What the task asks. Look below for the line containing "TARGET = weed". Output it and each remaining line of the entries exactly, and nothing else.

[Point labeling examples]
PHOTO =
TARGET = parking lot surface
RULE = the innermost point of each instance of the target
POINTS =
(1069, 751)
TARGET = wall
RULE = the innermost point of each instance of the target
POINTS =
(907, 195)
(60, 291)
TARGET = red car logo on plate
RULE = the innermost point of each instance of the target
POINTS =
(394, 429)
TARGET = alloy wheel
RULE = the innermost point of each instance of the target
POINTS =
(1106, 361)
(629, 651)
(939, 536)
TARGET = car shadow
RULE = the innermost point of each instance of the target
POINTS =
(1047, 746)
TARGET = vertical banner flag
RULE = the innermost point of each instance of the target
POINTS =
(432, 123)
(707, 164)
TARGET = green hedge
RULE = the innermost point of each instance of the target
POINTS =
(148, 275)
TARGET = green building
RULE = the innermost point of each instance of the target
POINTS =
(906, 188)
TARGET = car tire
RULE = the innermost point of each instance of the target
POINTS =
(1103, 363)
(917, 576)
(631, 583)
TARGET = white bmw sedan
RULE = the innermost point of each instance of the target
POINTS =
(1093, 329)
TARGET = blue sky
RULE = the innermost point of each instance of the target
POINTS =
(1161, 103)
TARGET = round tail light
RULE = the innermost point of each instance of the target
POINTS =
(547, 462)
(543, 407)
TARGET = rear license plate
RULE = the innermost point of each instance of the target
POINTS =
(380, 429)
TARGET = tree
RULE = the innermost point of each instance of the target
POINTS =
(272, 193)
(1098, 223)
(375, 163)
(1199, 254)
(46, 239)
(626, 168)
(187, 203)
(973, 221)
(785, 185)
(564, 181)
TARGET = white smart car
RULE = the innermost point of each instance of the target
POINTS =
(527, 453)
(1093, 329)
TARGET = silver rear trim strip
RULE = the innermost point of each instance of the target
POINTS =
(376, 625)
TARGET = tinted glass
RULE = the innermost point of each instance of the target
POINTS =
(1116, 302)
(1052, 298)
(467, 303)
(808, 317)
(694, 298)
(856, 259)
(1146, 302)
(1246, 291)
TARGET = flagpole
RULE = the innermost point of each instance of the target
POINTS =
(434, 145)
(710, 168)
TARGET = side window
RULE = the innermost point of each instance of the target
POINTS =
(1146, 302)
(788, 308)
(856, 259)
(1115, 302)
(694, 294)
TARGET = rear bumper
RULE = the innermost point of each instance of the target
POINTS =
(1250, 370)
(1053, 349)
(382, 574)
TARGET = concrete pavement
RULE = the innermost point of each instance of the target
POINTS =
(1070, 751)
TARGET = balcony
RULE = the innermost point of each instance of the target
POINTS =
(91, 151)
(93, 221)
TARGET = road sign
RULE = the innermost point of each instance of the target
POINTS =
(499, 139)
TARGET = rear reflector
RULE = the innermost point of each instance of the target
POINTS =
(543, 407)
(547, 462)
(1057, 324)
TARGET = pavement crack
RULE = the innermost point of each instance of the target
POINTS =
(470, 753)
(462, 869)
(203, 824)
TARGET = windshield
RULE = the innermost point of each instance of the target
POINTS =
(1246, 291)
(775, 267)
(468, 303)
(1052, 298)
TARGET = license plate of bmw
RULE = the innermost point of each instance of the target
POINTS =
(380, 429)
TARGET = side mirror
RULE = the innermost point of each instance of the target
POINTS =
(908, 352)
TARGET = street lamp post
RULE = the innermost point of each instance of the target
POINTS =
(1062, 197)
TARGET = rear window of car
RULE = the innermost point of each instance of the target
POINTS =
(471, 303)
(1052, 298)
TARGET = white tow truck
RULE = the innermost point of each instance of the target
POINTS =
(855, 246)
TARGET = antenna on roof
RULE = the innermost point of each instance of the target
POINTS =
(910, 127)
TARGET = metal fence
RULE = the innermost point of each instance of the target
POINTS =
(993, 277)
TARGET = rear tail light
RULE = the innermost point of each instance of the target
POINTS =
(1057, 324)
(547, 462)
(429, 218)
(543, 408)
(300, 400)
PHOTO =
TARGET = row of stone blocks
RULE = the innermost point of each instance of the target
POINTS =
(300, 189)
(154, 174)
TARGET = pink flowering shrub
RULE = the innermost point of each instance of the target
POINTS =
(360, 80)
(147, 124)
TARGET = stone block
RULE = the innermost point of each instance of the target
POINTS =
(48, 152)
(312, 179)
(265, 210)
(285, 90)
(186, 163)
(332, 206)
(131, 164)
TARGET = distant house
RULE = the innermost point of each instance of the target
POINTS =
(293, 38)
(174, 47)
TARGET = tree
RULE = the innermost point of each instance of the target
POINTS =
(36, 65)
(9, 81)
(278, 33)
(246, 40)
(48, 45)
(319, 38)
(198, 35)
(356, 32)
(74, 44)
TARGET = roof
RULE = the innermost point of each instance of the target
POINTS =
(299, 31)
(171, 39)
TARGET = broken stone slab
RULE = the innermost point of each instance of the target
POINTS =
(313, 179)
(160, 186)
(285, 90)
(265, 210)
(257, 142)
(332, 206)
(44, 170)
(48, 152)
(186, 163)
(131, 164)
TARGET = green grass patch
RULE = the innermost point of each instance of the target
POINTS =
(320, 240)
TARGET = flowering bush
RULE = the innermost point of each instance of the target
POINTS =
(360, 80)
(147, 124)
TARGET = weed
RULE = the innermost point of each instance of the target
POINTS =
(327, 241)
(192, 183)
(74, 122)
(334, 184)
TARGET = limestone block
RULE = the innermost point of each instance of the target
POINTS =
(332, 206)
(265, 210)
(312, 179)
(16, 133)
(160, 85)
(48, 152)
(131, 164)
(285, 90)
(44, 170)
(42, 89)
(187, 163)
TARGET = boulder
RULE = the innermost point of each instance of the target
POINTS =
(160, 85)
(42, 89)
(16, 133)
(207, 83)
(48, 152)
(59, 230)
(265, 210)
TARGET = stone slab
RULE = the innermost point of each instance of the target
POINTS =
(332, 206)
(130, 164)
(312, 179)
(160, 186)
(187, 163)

Answer to the exercise.
TARGET = weed
RULE = the innermost point of each instance of the target
POINTS =
(327, 241)
(192, 183)
(74, 122)
(334, 184)
TARGET = limestone block
RULE = the innermost point of each instance of the target
POINTS =
(332, 206)
(265, 210)
(312, 179)
(16, 133)
(160, 85)
(48, 152)
(131, 164)
(285, 90)
(44, 170)
(42, 89)
(187, 163)
TARGET = boulder
RULE = the innermost point of each instance of the target
POINTS =
(160, 85)
(42, 89)
(16, 133)
(207, 83)
(48, 152)
(59, 230)
(265, 210)
TARGET = stone slab
RULE = the innermost point of each instance of the target
POINTS =
(332, 206)
(130, 164)
(312, 179)
(160, 186)
(187, 163)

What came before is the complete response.